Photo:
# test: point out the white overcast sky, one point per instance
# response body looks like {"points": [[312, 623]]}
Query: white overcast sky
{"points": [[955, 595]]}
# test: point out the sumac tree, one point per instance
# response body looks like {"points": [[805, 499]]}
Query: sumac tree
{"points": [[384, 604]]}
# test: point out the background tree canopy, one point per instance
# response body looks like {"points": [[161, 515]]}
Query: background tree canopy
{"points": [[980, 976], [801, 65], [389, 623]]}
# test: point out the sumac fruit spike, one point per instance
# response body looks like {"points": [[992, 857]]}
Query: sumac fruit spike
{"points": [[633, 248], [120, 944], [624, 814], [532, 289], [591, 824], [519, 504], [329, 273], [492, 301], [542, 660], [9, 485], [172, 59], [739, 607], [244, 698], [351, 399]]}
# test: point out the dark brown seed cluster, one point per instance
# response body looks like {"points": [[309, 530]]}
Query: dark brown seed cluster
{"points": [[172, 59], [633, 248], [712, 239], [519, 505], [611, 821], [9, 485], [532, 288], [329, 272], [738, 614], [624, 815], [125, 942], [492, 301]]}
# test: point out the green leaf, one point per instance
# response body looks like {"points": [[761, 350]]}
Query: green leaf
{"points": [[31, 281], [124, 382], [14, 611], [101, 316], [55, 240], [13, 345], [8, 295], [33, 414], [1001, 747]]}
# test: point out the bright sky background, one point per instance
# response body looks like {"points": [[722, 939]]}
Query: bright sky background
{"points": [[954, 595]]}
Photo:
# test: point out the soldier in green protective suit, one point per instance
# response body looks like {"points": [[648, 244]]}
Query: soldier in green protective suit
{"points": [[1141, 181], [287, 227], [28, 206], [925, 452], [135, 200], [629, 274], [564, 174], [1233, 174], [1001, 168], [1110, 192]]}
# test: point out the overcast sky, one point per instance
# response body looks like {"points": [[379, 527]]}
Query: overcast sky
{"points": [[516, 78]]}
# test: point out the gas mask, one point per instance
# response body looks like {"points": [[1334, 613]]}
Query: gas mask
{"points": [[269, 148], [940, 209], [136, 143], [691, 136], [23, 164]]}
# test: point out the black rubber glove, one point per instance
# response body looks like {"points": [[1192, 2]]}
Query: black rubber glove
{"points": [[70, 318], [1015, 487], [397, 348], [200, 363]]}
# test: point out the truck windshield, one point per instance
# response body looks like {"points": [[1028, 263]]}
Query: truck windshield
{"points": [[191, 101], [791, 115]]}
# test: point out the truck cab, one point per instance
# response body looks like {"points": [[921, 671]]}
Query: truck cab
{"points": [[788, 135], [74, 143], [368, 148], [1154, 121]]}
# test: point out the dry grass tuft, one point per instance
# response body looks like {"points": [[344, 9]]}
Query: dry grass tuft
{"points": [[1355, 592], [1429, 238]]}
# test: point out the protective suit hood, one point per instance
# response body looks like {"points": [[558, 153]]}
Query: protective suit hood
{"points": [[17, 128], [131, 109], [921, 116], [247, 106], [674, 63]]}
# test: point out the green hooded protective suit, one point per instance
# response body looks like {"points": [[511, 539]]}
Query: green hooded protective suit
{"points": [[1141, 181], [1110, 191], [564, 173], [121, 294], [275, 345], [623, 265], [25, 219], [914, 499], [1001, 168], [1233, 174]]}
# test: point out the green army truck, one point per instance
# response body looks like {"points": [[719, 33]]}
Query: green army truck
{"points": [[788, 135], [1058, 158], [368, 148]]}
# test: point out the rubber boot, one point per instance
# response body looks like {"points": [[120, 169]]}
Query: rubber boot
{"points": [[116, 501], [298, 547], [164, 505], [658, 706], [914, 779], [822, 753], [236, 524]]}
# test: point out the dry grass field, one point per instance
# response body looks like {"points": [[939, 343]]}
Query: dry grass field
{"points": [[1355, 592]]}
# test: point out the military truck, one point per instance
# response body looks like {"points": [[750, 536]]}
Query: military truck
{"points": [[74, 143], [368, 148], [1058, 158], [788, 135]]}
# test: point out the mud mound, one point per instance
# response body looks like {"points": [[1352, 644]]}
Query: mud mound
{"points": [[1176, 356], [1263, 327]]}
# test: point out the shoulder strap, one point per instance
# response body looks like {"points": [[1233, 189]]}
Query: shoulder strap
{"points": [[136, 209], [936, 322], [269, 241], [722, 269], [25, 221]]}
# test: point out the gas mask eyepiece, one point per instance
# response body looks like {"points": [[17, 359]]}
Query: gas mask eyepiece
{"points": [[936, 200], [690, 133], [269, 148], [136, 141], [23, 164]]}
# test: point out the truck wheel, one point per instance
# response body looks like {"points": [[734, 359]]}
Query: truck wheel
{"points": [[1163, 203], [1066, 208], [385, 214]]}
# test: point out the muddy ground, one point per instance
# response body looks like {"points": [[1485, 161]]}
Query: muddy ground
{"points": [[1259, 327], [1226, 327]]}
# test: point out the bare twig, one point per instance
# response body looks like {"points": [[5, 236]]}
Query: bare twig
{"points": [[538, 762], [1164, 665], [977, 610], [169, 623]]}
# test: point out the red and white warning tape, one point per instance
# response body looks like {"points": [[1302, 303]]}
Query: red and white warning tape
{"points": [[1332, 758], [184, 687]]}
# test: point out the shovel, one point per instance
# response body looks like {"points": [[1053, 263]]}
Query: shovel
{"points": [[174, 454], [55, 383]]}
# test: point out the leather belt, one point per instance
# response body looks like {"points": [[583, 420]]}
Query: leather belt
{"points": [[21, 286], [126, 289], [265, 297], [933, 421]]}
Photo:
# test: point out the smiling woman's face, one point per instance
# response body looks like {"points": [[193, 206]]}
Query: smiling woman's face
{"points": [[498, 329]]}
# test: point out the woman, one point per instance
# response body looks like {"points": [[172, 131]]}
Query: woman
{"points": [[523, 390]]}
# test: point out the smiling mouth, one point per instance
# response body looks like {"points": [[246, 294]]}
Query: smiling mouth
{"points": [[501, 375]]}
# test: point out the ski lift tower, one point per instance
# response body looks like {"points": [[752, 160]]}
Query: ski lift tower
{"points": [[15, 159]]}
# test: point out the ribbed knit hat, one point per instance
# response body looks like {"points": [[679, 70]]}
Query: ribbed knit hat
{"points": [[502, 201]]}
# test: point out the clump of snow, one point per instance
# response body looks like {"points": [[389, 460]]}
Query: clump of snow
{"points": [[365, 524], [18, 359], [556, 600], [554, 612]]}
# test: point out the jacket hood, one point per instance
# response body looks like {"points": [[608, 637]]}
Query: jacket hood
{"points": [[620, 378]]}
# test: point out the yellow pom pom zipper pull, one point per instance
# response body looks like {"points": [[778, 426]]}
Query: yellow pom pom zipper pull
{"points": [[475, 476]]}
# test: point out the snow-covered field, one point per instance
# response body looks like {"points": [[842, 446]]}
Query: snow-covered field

Exercise description:
Copy out, word for word, the lines that open with the line containing "# test: point out the ski" and run through the end of the lines, both ends included.

Written response:
# test: point out the ski lift tower, one point per instance
# response body looks like {"points": [[752, 160]]}
Query: ski lift tower
{"points": [[15, 159]]}
# test: point out the ribbed knit hat, one point per instance
# response body looks like {"points": [[679, 70]]}
Query: ribbed knit hat
{"points": [[502, 201]]}
# test: point out the clump of snow, one point per instance
# response body looks like {"points": [[389, 460]]}
Query: clump of snow
{"points": [[365, 524], [18, 359], [556, 600], [554, 612]]}
# test: point out the jacket hood, one point per instance
# response body looks like {"points": [[608, 637]]}
Query: jacket hood
{"points": [[620, 378]]}
# test: point out the yellow pom pom zipper pull, one point per instance
# response body looks like {"points": [[778, 426]]}
Query: yellow pom pom zipper pull
{"points": [[475, 476]]}
# test: point out the snow-covered field, one point per instance
# response body looks like {"points": [[842, 446]]}
Query: snow-covered field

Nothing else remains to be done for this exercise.